STATED PROBLEM: Continue the article about the Santa Barbara International Film Festival's Virtuosos Awards panel from where it stops.

ARTICLE:
────────────────

SBIFF Virtuosos Awards Honor Eight Breakout Performances
Santa Barbara International Film Festival’s Panel is a ‘Masterclass for Aspiring Actors’ and a Fun-Filled Night for Fans
Elvis was in the building last night — in the form of newly anointed movie star Austin Butler — along with The Banshees Of Inisherin’s Kerry Condon, Till star Danielle Deadwyler, Tár’s Nina Hoss, Stephanie Hsu and Ke Huy Quan from Everything Everywhere All At Once, Jeremy Pope from The Inspection, and Jeremy Strong from Armageddon Time.
The Santa Barbara International Film Festival’s Virtuosos Award, designed to honor breakout performances, serves as proof that, as moderator Dave Karger explained, “as actors, you can have your breakout at any age.” As has been the tradition with this celebrity panel, each actor was introduced with some clips from their honored performance, then they were interviewed individually, followed by a lively group participation round.
First up was Jeremy Strong, who is widely recognizable for his Emmy Award–winning role as Kendall Roy on Succession, but shared his backstory of working as a production assistant for Steven Spielberg and Woody Allen, as well being the personal assistant to Daniel Day-Lewis. Of that last experience, Strong said, “Daniel exemplifies a commitment and courageousness we all aspire to.”

────────────────

MATERIAL:
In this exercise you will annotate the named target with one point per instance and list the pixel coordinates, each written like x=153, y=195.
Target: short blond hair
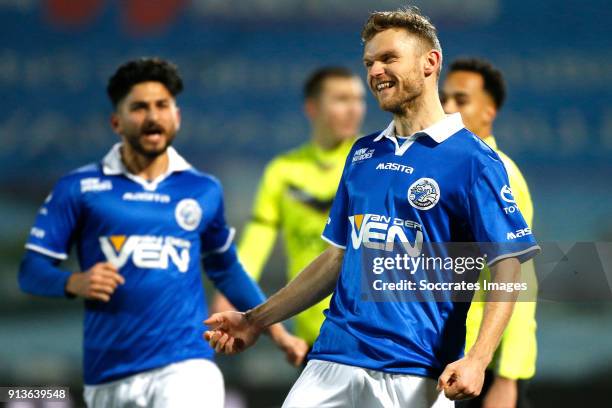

────────────────

RESULT OF THIS EXERCISE:
Credit: Rebecca Sapp/Getty Images for SBIFF
Of the role he plays in Armageddon Time, based on writer/director James Gray’s father, Strong said, “I love characters who are up against something that they may not be able to handle.”
Ke Huy Quan was up next, and he also has a history of behind-the-scenes jobs in the film business, to which he said, “My perspective got wider.” And of his multiverse, multifaceted character Waymond in the film Everything Everywhere All at Once, he said, “All of those experiences I had, I brought all of them into this character.”
Obviously it worked well. The Vietnamese-American actor is now nominated for an Academy Award, and after not working in front of the camera for many, many years, said, “The acting bug that I had buried has slowly crawled up the surface.”
When the next interviewee, Jeremy Pope, starred in The Inspection, he had just come off of a run on Broadway playing Jean-Michel Basquiat opposite Paul Bettany in Anthony McCarten’s The Collaboration. “The Inspection changed me in a very real way,” said Pope of the emotionally tense role. “Had I seen a movie that represented this Blackness and this queerness, it would have helped me as I grew up.”
He continued, “You have to believe as an artist you are a vessel for something bigger than yourself.”
Stephanie Hsu had already worked with the Daniels, directors of Everything Everywhere All at Once, on an episode of Nora from Queens when she took on the role of Joy, Michelle Yeoh’s daughter in the film. The whole experience was “all so fun,” she said. “It was all hands on deck; it was so exhausting. But it really was like being with your friends all day.”
Nina Hoss, who co-starred as Cate Blanchett’s fellow orchestra member and wife in Tár, said she looked to composer Gustav Mahler’s work and complicated relationship with his wife, Alma, as a reference point, with her character Sharon being someone who was willing to and even wanted to be partnered with a genius figure.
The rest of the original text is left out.